*Task A*. In the essay on October and the pandemic, how much time does the author say remained as of the writing?
*Task B*. Reproduce word for word the portion of the essay on October and the pandemic between "OK, I guess" and "compelling to you.", inclusive.
*Task C*. Write the next part of the essay on October and the pandemic, picking up after its final sentence.

Reason #4: saving the most troubling for last, Americans will have a new battleground in the final two weeks of October. That battleground will be over the national past-time and secular holiday of Halloween. Halloween is arguably the year’s most important ritual in having people come together, reach out to strangers, and break down the isolation that usually defines American life. Spanning generations, cultures, regions, economic groups, and more, Halloween will now be made into a knife-like decision with life-threatening effects. The preceding three reasons will result in a controversy of whether or not to have Halloween, whether to obey or disobey restrictions, whether to report or stay silent about actions in opposition to our own, whether to protect social and mental health or protect physical and biological health. The battle over masks will enter a new realm and the fury of dispute will enter a new reality.

Taken together, these four reasons will, in my view, make for the worst month yet of our pandemic. April was bad. October will likely be worse. And as we know in even our normal years, the heart of autumn will not at all look like the heart of spring.

WHAT CAN I DO?

One thing and one thing only. Get ready. Prepare. Take the time we have—four weeks as of my writing today—and see in your mind’s eye the likely behaviors, conduct, and physical and oral expressions that would occur in such an October. Set aside minutes, quarter-hours, maybe a few hours to use in your mental self-awareness as a person who can perceive a forthcoming future.

OK, I guess I’ve got more than one suggestion. My fault—I’ll keep the remaining suggestions brief.

Next, think of the person you trust the most. I’m talking about trust in the fullest sense—trust to do the right thing far more often than not, trust to know that there is a right thing to discern and try to do, trust to keep your confidence, trust in being with people you love, trust in handling your treasure and resources. With the person (or persons, more than one, but not too many because that starts to feel a bit elastic in meaning) in mind, reach out and schedule time to talk about October and my thoughts on October. See if, as your conversation unfolds, you and your person of trust generate some ideas and recommendations for one another. Write down those that are the most compelling to you.

*Dataset extract*.
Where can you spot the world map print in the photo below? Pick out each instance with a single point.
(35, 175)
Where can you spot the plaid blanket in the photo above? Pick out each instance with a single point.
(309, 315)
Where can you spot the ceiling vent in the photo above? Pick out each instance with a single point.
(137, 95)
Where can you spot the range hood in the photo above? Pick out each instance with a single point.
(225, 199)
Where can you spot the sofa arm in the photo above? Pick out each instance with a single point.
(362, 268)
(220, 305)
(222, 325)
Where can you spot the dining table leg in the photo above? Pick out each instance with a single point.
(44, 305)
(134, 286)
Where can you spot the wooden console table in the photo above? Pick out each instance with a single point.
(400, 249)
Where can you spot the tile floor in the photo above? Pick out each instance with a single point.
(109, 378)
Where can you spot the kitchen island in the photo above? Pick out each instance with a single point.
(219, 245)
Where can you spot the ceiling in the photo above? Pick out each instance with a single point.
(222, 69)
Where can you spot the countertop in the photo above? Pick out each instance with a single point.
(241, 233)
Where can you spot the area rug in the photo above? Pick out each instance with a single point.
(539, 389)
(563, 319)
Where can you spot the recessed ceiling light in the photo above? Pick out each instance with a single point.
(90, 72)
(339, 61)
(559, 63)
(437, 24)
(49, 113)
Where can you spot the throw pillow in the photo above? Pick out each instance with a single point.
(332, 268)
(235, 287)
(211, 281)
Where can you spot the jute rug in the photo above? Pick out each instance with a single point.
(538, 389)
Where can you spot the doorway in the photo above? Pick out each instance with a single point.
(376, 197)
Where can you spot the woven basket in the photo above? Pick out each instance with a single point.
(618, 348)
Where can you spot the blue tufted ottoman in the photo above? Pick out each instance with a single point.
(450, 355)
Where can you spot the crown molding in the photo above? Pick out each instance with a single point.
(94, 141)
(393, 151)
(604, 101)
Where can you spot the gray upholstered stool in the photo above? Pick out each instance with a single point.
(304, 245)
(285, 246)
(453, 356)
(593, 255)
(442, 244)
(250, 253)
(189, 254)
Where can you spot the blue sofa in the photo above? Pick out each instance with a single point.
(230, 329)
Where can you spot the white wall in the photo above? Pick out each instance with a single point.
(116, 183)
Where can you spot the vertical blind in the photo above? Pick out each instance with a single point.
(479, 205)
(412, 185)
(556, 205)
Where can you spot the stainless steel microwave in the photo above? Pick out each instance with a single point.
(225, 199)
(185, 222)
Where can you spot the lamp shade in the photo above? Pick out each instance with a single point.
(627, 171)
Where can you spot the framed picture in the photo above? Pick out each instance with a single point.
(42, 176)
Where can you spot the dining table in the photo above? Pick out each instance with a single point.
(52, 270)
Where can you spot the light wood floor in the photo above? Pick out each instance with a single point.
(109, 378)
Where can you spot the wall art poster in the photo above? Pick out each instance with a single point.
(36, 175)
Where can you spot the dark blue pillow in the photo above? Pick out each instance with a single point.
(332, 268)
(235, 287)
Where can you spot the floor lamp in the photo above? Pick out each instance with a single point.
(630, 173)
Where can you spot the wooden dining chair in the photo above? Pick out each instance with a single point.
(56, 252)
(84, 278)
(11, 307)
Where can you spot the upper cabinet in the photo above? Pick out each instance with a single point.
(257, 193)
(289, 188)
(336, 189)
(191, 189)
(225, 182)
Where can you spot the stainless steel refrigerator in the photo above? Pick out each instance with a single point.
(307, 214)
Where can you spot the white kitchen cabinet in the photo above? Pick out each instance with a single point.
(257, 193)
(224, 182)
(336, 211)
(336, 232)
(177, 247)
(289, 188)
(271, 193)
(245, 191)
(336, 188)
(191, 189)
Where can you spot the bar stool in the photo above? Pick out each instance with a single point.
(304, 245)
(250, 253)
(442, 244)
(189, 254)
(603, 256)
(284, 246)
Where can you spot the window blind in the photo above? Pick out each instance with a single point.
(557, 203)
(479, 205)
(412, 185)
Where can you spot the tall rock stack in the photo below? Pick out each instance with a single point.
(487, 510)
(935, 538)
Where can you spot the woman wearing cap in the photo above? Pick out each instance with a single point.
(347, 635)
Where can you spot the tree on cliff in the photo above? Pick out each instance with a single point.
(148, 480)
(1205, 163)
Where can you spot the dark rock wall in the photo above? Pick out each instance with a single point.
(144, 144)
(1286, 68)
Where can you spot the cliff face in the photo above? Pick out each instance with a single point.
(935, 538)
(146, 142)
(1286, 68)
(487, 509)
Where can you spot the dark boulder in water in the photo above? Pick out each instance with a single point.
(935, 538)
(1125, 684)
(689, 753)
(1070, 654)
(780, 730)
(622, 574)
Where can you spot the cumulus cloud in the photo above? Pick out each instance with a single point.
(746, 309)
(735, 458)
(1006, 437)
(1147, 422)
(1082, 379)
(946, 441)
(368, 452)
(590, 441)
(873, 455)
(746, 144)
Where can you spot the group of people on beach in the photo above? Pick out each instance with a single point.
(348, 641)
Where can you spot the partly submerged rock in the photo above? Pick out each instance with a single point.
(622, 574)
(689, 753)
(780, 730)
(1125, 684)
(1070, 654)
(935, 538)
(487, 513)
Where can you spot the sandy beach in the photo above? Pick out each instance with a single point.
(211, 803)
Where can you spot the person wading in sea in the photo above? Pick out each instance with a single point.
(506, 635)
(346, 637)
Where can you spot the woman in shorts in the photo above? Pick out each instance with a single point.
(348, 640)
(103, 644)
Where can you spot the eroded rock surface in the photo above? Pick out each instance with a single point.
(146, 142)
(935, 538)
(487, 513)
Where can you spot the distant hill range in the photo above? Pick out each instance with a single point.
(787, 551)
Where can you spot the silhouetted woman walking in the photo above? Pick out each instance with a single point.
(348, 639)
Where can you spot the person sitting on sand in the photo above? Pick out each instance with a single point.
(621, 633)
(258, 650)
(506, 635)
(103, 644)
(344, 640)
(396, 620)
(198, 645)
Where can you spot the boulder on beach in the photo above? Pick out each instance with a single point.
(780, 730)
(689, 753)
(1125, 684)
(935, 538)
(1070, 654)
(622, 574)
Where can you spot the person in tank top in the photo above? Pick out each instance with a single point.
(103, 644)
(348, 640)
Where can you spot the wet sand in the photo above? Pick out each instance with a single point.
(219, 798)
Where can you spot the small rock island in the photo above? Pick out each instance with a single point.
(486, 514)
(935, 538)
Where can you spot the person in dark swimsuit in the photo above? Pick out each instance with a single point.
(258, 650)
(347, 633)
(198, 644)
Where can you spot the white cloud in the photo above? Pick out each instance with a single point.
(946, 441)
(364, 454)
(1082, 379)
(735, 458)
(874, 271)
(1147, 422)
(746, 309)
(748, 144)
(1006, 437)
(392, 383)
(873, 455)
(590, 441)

*Reply A*. Four weeks.

*Reply B*.
OK, I guess I’ve got more than one suggestion. My fault—I’ll keep the remaining suggestions brief.

Next, think of the person you trust the most. I’m talking about trust in the fullest sense—trust to do the right thing far more often than not, trust to know that there is a right thing to discern and try to do, trust to keep your confidence, trust in being with people you love, trust in handling your treasure and resources. With the person (or persons, more than one, but not too many because that starts to feel a bit elastic in meaning) in mind, reach out and schedule time to talk about October and my thoughts on October. See if, as your conversation unfolds, you and your person of trust generate some ideas and recommendations for one another. Write down those that are the most compelling to you.

*Reply C*.
Moving on, a third thing you might do is find those written sources that best express and describe your views on the Higher-Up that speaks to you, on spirituality, on God, or the Term-Of-Your-Choice. Read through and reflect on at least some of those written sources. My advice is ends here. I’m not converting or proselytizing or preaching.

Keep in mind as you do these three things that you have two targets in whatever order you care to place them: yourself and the people around you. Your insights from the three things must be aimed at the two targets.

A final thought. I’ve worked extensively on finding important stories from the influenza pandemic in 1918 which you can use in 2020. Remember, my fundamental take-away is that Americans in 1918 experienced influenza through the prism of their dominant public issue, the World War or, as we call it, World War One. Thus, these Americans, your ancestors, coped not with influenza (by itself) but Warfluenza (the combination of influenza and World War One). Warfluenza convinced me to look hard at October in 1918 and 2020. And while we don’t have World War One, we do have World War Trump and all of the chaos—regardless of whether you’re pro-Maga or anti-Maga—that has come along with it. World War Trump is our World War One, and I see the October of Warfluenza in our October of 2020.